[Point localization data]
Content starts
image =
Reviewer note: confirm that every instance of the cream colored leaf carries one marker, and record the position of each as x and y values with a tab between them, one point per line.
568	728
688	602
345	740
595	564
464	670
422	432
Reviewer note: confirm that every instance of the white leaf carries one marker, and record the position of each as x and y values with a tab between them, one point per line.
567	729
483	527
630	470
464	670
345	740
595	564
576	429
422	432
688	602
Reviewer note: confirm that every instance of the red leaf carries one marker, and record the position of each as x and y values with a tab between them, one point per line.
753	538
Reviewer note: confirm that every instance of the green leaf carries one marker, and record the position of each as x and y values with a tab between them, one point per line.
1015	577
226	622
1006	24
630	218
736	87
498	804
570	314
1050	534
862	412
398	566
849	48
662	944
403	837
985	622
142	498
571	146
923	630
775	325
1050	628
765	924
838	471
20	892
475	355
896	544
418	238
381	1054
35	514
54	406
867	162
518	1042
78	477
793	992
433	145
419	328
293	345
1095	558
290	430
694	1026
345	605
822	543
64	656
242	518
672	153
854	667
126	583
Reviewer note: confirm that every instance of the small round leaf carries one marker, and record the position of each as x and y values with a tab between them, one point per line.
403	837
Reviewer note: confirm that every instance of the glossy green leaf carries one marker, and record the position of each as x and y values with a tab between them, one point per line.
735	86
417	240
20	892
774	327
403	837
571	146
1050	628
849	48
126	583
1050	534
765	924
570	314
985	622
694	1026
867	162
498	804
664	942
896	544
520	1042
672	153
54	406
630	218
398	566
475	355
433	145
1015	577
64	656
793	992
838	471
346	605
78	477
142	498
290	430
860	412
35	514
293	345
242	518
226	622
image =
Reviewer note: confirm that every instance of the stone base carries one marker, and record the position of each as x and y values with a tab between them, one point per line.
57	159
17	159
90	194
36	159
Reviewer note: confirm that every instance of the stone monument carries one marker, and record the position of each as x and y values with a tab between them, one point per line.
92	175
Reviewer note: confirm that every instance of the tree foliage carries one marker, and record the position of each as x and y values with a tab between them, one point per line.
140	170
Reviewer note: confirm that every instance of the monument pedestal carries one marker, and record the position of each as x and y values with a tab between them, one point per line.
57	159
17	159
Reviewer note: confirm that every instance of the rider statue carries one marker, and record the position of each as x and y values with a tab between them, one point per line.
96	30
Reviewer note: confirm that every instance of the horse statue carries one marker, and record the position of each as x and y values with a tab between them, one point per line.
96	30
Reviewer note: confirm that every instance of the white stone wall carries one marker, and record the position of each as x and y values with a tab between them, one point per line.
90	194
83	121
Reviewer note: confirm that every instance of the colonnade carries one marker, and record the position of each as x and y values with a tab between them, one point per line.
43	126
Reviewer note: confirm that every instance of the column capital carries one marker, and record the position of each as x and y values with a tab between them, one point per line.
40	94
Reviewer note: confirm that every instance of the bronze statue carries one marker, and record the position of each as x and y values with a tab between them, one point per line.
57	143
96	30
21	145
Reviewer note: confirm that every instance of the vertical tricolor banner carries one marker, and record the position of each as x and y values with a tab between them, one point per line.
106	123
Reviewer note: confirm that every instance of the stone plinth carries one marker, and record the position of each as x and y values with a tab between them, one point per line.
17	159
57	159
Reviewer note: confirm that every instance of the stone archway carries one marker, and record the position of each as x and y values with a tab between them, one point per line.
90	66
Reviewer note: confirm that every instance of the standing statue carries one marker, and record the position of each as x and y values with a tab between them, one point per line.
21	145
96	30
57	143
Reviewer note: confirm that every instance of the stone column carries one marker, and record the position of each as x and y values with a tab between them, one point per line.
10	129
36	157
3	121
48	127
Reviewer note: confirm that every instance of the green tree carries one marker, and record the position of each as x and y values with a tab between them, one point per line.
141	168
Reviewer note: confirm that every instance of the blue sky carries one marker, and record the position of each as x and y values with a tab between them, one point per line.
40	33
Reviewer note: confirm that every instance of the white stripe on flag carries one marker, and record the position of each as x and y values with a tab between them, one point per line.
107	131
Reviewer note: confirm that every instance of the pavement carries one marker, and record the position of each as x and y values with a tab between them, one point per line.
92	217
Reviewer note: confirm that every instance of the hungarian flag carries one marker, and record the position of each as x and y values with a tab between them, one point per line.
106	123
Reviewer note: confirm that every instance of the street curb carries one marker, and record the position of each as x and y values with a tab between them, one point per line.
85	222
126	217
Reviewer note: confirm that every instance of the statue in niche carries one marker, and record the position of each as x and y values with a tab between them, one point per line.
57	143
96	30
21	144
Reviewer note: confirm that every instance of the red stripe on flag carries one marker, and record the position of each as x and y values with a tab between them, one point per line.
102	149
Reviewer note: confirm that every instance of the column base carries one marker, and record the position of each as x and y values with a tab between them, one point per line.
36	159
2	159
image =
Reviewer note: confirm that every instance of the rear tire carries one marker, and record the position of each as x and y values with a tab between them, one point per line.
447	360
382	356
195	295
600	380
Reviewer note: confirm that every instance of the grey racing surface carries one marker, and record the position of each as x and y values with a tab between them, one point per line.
Content ends
> **Problem statement**: All entries above need to be copied verbatim.

> **Response**:
image =
Reviewer note: confirm that every instance of the cream colored leaf carries one marker, and record the position of each as x and y values with a tab between them, one point per line.
568	728
688	602
345	740
595	564
464	670
422	432
Reviewer note: confirm that every instance of the white leaf carries one marker, and record the position of each as x and y values with a tab between them, one point per line.
567	729
483	527
630	470
464	670
345	740
595	564
576	429
422	432
688	602
Reviewer note: confirm that every instance of the red leaf carries one marker, and record the position of each as x and y values with a tab between them, one point per line.
753	538
Reviewer note: confirm that every instance of the green leaf carries one marker, and record the position of each as x and y values with a tab between them, one point per line.
1015	577
226	622
1006	24
630	218
736	87
498	804
570	314
1050	534
862	412
398	566
849	48
662	944
403	837
985	622
142	498
571	146
923	630
775	325
1050	628
765	924
838	471
20	892
475	355
896	544
418	238
381	1054
35	514
54	406
867	162
518	1042
78	477
793	992
433	145
419	328
293	345
1095	558
290	430
694	1026
345	605
822	543
64	656
242	518
672	153
854	667
126	583
Reviewer note: confirm that every instance of the small round leaf carries one marker, and record the position of each as x and y values with a tab between them, one point per line.
403	837
Reviewer note: confirm that every instance of the glossy green leaf carries one marker, and record the position of each as x and y values with a tab between them, one point per line.
735	86
417	240
20	892
774	327
403	837
571	146
1050	628
849	48
126	583
1050	534
765	924
570	314
985	622
694	1026
867	162
498	804
664	942
896	544
520	1042
672	153
54	406
630	218
398	566
475	355
433	145
1015	577
64	656
793	992
838	471
346	605
78	477
142	498
290	430
860	412
35	514
293	345
242	518
226	622
image =
Reviewer note: confirm that every instance of the stone base carries one marker, and record the position of each as x and y values with a tab between them, one point per line.
57	159
17	159
90	194
36	159
Reviewer note: confirm that every instance of the stone monument carries one marker, and record the position of each as x and y values with a tab between them, one point per line.
92	175
Reviewer note: confirm that every instance of the tree foliage carries one marker, and record the position of each as x and y values with a tab between them, one point per line.
140	170
Reviewer note: confirm that every instance of the monument pedestal carries one marker, and record the position of each as x and y values with a tab between them, one point per line.
57	159
17	159
Reviewer note: confirm that every instance of the rider statue carries one marker, and record the position of each as x and y values with a tab between them, one point per line.
96	30
Reviewer note: confirm that every instance of the horse statue carries one marker, and record the position of each as x and y values with a tab between them, one point per line.
96	30
Reviewer note: confirm that every instance of the white stone wall carries one marker, and record the position of each as x and y values with a tab between them, one point per line.
90	194
83	121
Reviewer note: confirm that every instance of the colonnade carries one marker, and record the position of each as x and y values with a tab between them, one point per line.
43	126
Reviewer note: confirm that every instance of the column capital carries one marker, and record the position of each as x and y values with a tab between them, one point per line.
40	94
Reviewer note: confirm that every instance of the bronze statue carries one marker, and record the position of each as x and y values with a tab between them, one point per line.
57	143
96	30
21	145
Reviewer note: confirm that every instance of the vertical tricolor banner carries one marker, and record the position of each as x and y values with a tab between them, one point per line.
106	123
Reviewer note: confirm that every instance of the stone plinth carries one marker, and record the position of each as x and y values with a tab between them, one point per line.
17	159
57	159
Reviewer note: confirm that every instance of the stone archway carries one marker, and record the position of each as x and y values with a tab between them, one point per line.
90	66
Reviewer note: confirm that every instance of the standing statue carries one marker, and record the position of each as x and y values with a tab between them, one point per line.
21	145
96	30
57	143
Reviewer note: confirm that every instance of the stone column carries one marker, and record the position of each as x and y values with a tab between them, one point per line.
10	129
36	157
3	121
48	127
Reviewer note: confirm that every instance of the green tree carries one marker, and record the position of each as x and y values with a tab between them, one point per line.
141	168
Reviewer note: confirm that every instance of the blue sky carries one marker, and record the position of each as x and y values with a tab between them, one point per line.
40	33
Reviewer note: confirm that every instance of the white stripe on flag carries one marker, and record the position of each as x and y values with a tab between them, one point per line.
107	131
Reviewer note: confirm that every instance of the pavement carries one marker, and record the position of each as x and y values with a tab between them, one point per line.
92	217
Reviewer note: confirm that every instance of the hungarian flag carries one marker, and record the position of each as x and y values with a tab between them, one point per line.
106	123
Reviewer note: confirm that every instance of the street curb carries one marker, and record the position of each as x and y values with a tab between them, one point per line.
85	222
126	217
Reviewer note: confirm that every instance of the statue in niche carries one marker, and record the position of each as x and y values with a tab between them, one point per line.
57	143
96	30
21	144
Reviewer note: confirm that every instance of the red stripe on flag carries one marker, and record the position of each as x and y values with a tab between them, one point per line.
102	149
Reviewer note: confirm that every instance of the column base carries one marker, and record the position of each as x and y values with a tab between them, one point per line.
36	159
2	159
image =
Reviewer note: confirm that every instance of the rear tire carries one marker, and record the position of each as x and y values with a tab between them, one point per line.
447	360
382	356
195	295
600	380
Reviewer note: confirm that every instance of the grey racing surface carries one marker, and record the position of each as x and y values with a tab between them, one point per line.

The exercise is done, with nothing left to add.